INPUT MATERIAL:
□ □ □ □

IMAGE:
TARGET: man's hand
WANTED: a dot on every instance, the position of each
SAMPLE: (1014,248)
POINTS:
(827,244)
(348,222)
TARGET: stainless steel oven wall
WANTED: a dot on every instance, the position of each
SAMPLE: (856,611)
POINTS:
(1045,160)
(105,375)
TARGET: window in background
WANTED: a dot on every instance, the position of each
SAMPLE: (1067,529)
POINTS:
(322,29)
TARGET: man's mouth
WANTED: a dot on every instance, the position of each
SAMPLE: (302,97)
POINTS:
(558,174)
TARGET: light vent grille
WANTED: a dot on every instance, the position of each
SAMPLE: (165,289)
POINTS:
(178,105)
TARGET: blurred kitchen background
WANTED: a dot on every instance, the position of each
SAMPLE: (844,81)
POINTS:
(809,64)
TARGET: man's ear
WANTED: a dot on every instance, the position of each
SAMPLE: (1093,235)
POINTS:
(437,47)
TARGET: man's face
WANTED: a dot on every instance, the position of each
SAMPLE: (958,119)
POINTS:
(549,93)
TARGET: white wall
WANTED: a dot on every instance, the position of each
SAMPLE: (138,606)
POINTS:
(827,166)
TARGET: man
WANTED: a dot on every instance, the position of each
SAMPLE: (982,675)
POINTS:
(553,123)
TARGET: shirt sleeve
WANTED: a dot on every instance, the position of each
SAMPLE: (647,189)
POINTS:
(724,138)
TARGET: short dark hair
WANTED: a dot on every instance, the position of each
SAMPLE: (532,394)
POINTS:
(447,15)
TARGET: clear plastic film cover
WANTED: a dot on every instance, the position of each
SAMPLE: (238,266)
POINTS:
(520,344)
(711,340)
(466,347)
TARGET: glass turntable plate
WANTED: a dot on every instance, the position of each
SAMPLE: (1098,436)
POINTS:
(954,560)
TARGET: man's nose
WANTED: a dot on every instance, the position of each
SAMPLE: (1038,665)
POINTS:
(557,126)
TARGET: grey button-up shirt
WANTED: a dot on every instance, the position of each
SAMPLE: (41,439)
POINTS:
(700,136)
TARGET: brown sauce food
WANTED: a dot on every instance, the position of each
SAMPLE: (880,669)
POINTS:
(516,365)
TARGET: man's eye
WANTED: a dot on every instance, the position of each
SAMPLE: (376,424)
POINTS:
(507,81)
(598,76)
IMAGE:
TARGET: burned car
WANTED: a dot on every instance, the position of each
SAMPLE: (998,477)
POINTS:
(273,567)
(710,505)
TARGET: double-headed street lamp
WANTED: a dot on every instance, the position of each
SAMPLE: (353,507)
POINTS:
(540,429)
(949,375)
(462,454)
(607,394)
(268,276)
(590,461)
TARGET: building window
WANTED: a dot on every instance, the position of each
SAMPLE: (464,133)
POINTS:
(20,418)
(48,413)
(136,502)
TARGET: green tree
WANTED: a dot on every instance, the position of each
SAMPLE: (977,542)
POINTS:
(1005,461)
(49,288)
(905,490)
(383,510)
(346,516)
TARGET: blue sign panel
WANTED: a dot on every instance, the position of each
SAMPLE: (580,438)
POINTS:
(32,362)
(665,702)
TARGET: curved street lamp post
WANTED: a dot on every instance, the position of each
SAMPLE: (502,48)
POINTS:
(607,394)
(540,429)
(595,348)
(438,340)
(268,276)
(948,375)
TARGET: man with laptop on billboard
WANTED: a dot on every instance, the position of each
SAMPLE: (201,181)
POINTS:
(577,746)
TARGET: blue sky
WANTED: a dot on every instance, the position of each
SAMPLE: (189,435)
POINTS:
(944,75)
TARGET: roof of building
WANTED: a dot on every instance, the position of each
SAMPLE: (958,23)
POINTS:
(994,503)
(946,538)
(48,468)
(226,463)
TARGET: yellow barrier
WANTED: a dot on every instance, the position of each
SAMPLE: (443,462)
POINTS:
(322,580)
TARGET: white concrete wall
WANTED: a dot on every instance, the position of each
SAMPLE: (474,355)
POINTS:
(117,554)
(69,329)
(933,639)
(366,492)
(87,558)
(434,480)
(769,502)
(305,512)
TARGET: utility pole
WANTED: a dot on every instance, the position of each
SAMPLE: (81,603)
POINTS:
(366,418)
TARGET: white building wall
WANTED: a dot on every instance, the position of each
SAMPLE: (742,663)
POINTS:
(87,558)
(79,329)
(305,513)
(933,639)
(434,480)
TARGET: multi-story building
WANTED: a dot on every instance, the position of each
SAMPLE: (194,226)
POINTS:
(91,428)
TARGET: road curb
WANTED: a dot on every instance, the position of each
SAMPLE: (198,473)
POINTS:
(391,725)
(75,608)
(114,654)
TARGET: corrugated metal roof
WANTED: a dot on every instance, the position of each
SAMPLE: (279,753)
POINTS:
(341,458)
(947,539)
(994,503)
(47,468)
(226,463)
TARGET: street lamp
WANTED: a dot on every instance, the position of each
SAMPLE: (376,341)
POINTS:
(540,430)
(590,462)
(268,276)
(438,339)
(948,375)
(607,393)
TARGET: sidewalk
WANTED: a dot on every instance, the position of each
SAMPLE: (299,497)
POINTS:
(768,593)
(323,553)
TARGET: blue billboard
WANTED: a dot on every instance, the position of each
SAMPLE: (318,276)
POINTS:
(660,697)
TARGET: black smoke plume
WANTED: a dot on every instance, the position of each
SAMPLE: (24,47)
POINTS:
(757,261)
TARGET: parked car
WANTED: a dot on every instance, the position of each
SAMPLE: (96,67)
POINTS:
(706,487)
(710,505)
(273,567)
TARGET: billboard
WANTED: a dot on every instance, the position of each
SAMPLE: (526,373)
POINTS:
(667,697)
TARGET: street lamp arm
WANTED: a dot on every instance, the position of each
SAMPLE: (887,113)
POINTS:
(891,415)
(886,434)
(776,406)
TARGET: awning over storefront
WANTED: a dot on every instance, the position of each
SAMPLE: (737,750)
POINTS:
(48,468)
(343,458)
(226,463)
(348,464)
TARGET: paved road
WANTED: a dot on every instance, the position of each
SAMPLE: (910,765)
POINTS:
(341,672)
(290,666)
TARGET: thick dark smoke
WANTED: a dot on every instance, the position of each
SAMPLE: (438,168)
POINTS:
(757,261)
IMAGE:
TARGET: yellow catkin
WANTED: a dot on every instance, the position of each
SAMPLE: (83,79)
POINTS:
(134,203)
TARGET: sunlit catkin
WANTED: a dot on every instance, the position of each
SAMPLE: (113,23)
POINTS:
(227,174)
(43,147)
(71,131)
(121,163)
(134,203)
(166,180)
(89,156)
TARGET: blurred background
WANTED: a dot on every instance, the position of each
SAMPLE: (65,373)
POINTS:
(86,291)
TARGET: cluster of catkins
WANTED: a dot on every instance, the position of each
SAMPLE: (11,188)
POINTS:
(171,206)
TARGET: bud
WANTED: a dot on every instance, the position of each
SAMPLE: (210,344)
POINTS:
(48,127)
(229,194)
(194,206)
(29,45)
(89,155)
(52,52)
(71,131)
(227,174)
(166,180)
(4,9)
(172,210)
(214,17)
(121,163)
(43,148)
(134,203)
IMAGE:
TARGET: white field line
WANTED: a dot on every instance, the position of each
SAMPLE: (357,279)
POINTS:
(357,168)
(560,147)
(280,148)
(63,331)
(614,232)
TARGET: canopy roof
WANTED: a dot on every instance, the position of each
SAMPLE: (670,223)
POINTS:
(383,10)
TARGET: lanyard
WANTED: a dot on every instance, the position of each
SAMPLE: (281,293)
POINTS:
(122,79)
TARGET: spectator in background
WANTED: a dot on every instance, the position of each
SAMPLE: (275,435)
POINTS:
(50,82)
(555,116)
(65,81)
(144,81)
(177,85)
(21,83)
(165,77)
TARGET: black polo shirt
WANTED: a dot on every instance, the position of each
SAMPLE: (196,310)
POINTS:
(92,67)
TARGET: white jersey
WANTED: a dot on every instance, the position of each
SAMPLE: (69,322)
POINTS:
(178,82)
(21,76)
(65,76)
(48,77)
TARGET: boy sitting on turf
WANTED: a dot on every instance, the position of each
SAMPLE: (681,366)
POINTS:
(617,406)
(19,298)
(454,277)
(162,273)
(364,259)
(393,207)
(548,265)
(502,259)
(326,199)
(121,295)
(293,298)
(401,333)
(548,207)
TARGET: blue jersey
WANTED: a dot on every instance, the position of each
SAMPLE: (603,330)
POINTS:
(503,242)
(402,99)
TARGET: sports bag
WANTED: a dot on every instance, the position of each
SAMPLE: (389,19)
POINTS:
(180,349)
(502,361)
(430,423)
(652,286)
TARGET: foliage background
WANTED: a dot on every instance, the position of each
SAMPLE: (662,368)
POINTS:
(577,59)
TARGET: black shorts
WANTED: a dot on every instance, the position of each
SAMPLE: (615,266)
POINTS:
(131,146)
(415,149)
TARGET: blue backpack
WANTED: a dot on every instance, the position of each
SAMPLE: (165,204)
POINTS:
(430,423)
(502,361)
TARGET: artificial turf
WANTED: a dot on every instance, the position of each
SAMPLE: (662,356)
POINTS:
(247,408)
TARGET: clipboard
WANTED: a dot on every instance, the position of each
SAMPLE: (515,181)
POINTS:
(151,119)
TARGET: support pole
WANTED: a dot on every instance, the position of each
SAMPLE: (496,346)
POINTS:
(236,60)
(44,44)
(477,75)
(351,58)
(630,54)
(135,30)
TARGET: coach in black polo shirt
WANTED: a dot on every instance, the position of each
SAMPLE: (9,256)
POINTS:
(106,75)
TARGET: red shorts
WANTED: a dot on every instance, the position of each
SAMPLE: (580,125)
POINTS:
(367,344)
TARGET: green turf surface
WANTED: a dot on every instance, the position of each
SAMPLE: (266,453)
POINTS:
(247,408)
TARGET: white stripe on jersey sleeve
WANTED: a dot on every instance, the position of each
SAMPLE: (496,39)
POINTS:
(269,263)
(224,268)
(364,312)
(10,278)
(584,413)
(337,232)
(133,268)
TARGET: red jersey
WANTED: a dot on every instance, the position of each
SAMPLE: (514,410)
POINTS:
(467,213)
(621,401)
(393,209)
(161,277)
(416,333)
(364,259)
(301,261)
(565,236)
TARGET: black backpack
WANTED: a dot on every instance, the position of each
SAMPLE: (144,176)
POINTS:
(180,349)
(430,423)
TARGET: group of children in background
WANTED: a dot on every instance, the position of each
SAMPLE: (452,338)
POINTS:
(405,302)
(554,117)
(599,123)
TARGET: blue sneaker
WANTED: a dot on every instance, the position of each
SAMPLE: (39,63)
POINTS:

□ □ □ □

EXERCISE OBJECTIVE:
Starting at the line containing "TARGET: group of children in background" and continuing through the last line of the rows above, copy each line out unchanged.

CORRECT RESULT:
TARGET: group of children in background
WANTED: a dot on every instance, the position of each
SAMPLE: (452,338)
POINTS:
(405,302)
(554,117)
(599,123)
TARGET: blue sneaker
WANTED: a dot on every instance, the position of each
SAMPLE: (39,63)
POINTS:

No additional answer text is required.